Task to complete: Output every line exactly as written. Leave out pictures.

Dataset records:
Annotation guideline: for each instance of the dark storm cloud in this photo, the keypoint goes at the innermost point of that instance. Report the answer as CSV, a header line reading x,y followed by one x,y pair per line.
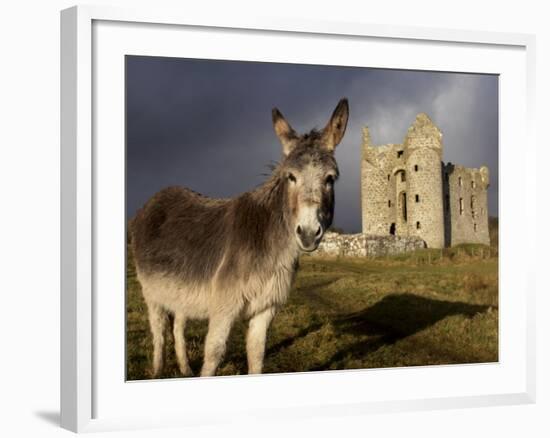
x,y
207,124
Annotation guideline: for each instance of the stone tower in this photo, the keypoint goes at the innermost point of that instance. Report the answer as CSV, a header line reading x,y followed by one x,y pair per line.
x,y
406,190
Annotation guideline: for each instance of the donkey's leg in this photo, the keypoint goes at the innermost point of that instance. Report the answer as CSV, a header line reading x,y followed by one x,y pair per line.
x,y
219,327
179,344
255,339
157,321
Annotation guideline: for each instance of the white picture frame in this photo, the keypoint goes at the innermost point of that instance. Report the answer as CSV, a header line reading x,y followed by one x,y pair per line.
x,y
85,374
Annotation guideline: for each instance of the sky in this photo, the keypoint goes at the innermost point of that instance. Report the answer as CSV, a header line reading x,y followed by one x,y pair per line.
x,y
206,124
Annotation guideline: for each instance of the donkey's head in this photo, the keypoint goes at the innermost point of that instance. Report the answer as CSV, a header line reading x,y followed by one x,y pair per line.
x,y
309,171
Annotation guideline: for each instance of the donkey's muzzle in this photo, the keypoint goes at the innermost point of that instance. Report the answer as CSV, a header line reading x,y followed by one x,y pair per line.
x,y
309,238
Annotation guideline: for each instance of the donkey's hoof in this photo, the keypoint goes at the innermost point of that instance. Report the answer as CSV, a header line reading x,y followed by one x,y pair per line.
x,y
186,372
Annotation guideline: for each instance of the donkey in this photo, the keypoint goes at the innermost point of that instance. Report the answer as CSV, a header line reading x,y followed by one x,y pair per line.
x,y
218,259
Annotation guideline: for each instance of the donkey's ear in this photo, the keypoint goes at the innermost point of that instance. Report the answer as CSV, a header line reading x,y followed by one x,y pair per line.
x,y
284,131
336,127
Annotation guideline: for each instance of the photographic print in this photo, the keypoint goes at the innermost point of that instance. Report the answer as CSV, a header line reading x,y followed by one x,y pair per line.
x,y
292,218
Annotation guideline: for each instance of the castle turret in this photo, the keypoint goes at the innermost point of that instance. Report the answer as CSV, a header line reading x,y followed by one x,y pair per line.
x,y
374,187
423,153
406,190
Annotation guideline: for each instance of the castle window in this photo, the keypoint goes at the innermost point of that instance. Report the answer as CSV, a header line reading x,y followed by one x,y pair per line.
x,y
404,205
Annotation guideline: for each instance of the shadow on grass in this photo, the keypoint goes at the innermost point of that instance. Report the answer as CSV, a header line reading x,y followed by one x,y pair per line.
x,y
391,319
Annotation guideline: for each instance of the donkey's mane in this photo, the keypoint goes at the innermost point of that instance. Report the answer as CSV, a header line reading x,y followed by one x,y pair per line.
x,y
183,233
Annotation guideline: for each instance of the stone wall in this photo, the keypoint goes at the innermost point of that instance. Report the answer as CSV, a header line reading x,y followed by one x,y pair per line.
x,y
407,191
363,245
466,215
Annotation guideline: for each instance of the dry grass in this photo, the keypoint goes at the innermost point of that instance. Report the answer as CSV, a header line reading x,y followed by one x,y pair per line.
x,y
425,308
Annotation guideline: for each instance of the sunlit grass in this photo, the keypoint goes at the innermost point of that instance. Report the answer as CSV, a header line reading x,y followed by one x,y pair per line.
x,y
424,308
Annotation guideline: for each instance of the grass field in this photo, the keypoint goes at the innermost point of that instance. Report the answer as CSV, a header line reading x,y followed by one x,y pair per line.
x,y
425,308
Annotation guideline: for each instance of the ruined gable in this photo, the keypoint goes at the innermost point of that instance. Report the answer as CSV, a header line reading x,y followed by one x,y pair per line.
x,y
406,190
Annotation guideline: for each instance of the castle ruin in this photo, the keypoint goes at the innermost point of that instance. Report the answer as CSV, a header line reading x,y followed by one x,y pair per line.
x,y
406,190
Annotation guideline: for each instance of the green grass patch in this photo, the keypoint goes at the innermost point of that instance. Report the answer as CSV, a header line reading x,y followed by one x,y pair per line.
x,y
424,308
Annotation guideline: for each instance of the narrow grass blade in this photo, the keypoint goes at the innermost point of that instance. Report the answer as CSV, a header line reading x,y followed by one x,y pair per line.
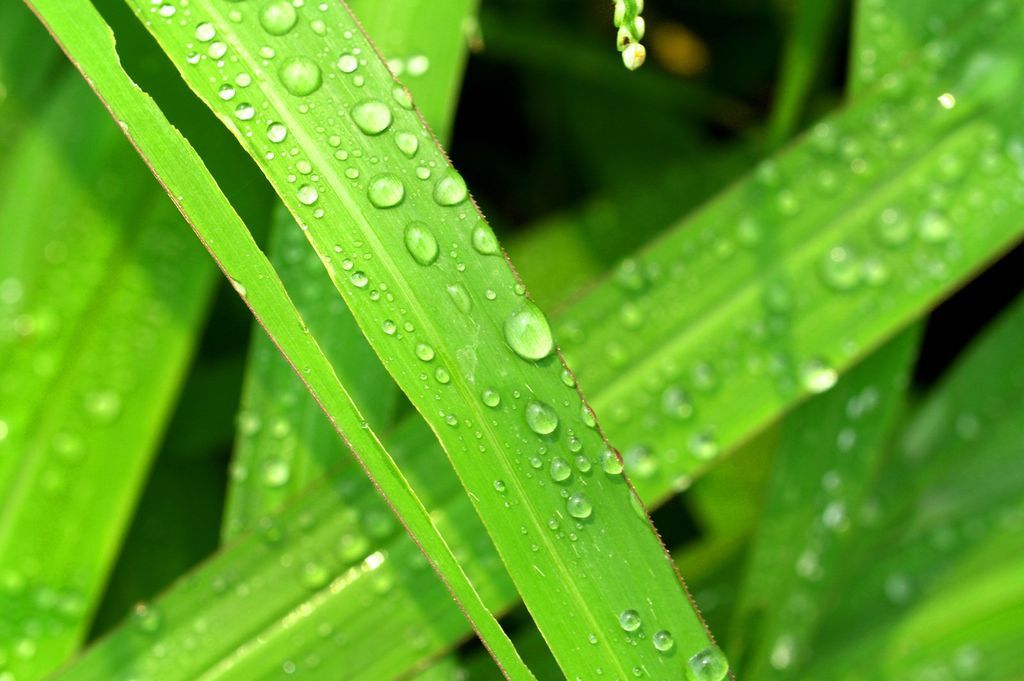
x,y
100,300
934,582
425,280
285,442
83,34
811,31
827,458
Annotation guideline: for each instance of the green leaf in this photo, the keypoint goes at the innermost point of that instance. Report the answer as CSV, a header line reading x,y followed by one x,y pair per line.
x,y
934,580
285,441
826,460
455,331
719,286
83,34
101,296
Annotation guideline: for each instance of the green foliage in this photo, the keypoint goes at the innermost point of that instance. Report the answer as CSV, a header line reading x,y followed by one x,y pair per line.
x,y
755,334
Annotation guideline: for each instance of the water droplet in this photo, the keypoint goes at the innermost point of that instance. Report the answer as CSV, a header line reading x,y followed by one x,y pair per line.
x,y
818,376
676,402
541,418
372,117
527,333
841,269
709,665
579,506
934,228
460,297
704,444
484,241
205,32
451,189
386,190
421,244
276,132
307,195
629,621
347,64
278,17
610,462
276,473
402,97
408,143
300,76
559,469
663,641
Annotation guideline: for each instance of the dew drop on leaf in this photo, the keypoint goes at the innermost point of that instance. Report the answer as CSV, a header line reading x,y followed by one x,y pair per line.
x,y
527,333
386,190
278,17
663,641
579,506
421,244
451,189
559,469
709,665
307,195
541,418
629,621
300,76
817,376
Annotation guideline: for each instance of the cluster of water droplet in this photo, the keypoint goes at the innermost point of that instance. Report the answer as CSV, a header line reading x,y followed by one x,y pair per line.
x,y
631,31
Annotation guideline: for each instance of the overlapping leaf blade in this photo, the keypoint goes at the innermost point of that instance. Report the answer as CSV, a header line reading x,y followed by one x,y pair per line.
x,y
101,301
285,442
84,35
444,316
850,214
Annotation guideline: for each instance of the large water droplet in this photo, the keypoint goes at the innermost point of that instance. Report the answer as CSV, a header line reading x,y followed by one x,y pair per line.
x,y
421,244
451,189
300,76
386,190
579,506
817,376
629,621
527,333
541,418
278,17
709,665
372,117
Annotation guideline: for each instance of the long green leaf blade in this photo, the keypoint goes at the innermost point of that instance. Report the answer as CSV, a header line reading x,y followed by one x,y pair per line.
x,y
285,442
84,35
101,301
701,245
424,279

Problem solution:
Annotation guideline: for each instance of the dark storm cloud in this photo, the keypoint goes at the innermost point of that instance. Report the answer as CSV, a header line reading x,y followed by one x,y pair per line.
x,y
207,124
Annotation guideline: for each instance of the stone tower in this photo, the keypoint goes at the innermost point of that instance. Report the answer as CSV, a header line reading x,y followed by one x,y pair per line.
x,y
406,190
Annotation guideline: for each instance of the donkey's leg in this photo, the keypoint goes at the innermost point of that instance. Report the answer as CSV, a header line reading x,y followed by one x,y pair per line.
x,y
219,327
179,344
255,339
157,321
Annotation guideline: for each instance of the white picture frame in this photo, the keypoint goes at the innermost point of that instance. Report the answer as CSV, a header line reading x,y followed by one x,y pair per line.
x,y
85,374
Annotation guideline: for each instance of the sky in this photo, the keypoint goes at the innermost point of that instance. Report the answer as CSV, a header line reading x,y followed by one x,y pair per line.
x,y
206,124
Annotation guideline: for each instance of the donkey's head in this photo, the keypoint goes at the innermost point of that instance. Report the answer as CSV, a header line reading x,y followed by one x,y pair per line.
x,y
309,171
Annotation guideline: for each instance of the donkey's muzzle in this photo, the keypoint goes at the innermost point of that instance. Report the answer as CSV, a header line reading x,y followed by one x,y pair per line.
x,y
309,238
Annotation guideline: for each instance of the donkey's hoof in this photo, the keypoint goes at the innermost point of that instance. Report the answer as CSV, a header line reading x,y followed by one x,y pair per line.
x,y
186,372
Annotation guideline: for each instance of the donkey in this photo, the keypoint goes at the innermost point of that instance. Report the answer as CSV, a header line reading x,y followed by one x,y pair per line.
x,y
218,259
Annotation guideline: for each instance of the donkey's ear in this photo, the keypoint goes at the innermost point of that instance. Report the answer as CSV, a header line reading x,y followed by one x,y pair per line.
x,y
284,131
336,127
Annotation guideline: for each instance of the photographic print in this photo, the keypoint goes at the innermost point of that instance. Report the answer as CSV, a header line reading x,y followed by one x,y pair per line.
x,y
292,218
Annotation guideline: for each instance of the castle turret in this photo, the keypoint goes at the innermost point of that instance. Report the answer as CSV, a header line reading x,y followed by one x,y pair per line.
x,y
374,187
423,153
406,190
Annotation guideline: for each instance of the castle window in this photo, the keypoint goes at the innermost point of that instance. Report the answer as CSV, a header line reading x,y followed by one x,y pair per line.
x,y
404,205
Annotation guideline: for each instance of the shadow on grass in this photo, the keypoint goes at the innermost point of that instance. Report the answer as CSV, a header line reading x,y followed by one x,y pair per line.
x,y
391,319
Annotation guideline: for each instance of the donkey's mane in this photo, the keypoint goes at the innermost point of that instance. Report the answer as CSV, a header line reading x,y followed by one x,y pair per line.
x,y
183,233
Annotation guideline: for each instance of the stone wall in this photo, the keypoint goes at the innermost point of that instance. Report the answer as CSV, a header line reading x,y followed by one x,y pair per line.
x,y
407,191
363,245
466,215
Annotation guideline: for each instance of the dry grass in this photo, the keypoint goes at the innermost point of that instance. Report the answer as CSV, a header line reading x,y followed by one x,y pair per line.
x,y
425,308
Annotation guideline: for each instance of the sunlit grass in this photo, the keypoint goes at the innermost point of that instance. Report the answer as CSV, a header line reading x,y followed by one x,y pair per line.
x,y
424,308
Annotation guideline: for each instance of the grass field in this photo, the keypoint goes at the innermost point of that instance. Report the answer as CSV, a header line reading x,y followed by one x,y pair per line.
x,y
425,308
Annotation guideline: for each instance of the ruined gable in this photo, the keypoint goes at the innermost point of that instance. Report the answer as CSV, a header line reading x,y followed by one x,y pair per line.
x,y
406,190
Annotation guideline: for each instance of the castle ruin in this photo, the keypoint goes at the innermost point of that instance. Report the answer as CSV, a header line reading x,y followed by one x,y pair per line.
x,y
406,190
Annotation guideline: for each instance of the green grass patch in this photo, the keypoint goes at the innermost point of that instance. Report the answer as CSV, a header line reading x,y followed by one x,y pair per line.
x,y
424,308
Annotation guideline: for each instance of the narrow grass blade in this photo, the keypoint goes at the innermost point of that instance. Report the answer as CSV, a header line reading x,y followed by one x,y pair per line.
x,y
100,300
934,582
425,280
285,442
83,34
811,31
827,458
Annotation guideline: for each instance of the green leaf in this photo, the keypoint goes at the innermost point of that instance. Report the answer as CSV, a header line reading x,y followed by one x,y pair per line.
x,y
934,580
285,441
826,460
455,331
719,286
83,34
101,296
Annotation guideline: for each instance of the green foliage in this photo, the keypoint goes at the innermost point of that instance. Report the answer as CSV, a header line reading x,y followed by one x,y pair per line.
x,y
755,334
Annotation guideline: for each instance of the water droplet in this photo, the keypoint goes at the innermost point of that instance. Report the answer as CSV, a header line reading x,y followed by one x,y pair per line.
x,y
818,376
676,402
541,418
372,117
527,333
841,269
709,665
579,506
934,228
460,297
704,444
484,241
205,32
451,189
386,190
421,244
276,132
307,195
629,621
347,64
278,17
610,462
276,473
402,97
408,143
300,76
559,469
663,641
Annotation guideline: for each instance of the dew drop on leaf in this photo, the keypoint goes at the innermost point of that instance. Report the answer as CSV, a header line reading x,y followed by one x,y pair per line.
x,y
527,333
386,190
278,17
663,641
579,506
421,244
451,189
559,469
709,665
307,195
541,418
629,621
300,76
817,376
Annotation guideline: for each instance of the cluster of water droplet in this photo, the keypoint goes at the innermost point of that instance. Report the answer as CSV, a header line reading x,y followed by one x,y pair per line.
x,y
631,31
Annotation guideline: for each instance of the overlapping leaf blade in this photo, the keypoint goes at the innermost point of that instance. Report the answer as CSV, a header line reading x,y followed by one x,y pair per line.
x,y
101,301
285,442
84,35
444,316
850,214
Annotation guideline: for each instance of the large water droplet in this photo, the keypoint goes at the innermost point of that instance. Report the answer as CSV, a header line reading x,y followed by one x,y pair per line.
x,y
421,244
451,189
300,76
386,190
579,506
817,376
629,621
527,333
541,418
278,17
709,665
372,117
Annotation guideline: for each instance of the long green leaf blade in this photo, the keypoint goes at the innermost point of that instance. Report the answer as CSV, a header line reading x,y followed by one x,y pair per line.
x,y
285,442
84,35
101,301
701,245
424,279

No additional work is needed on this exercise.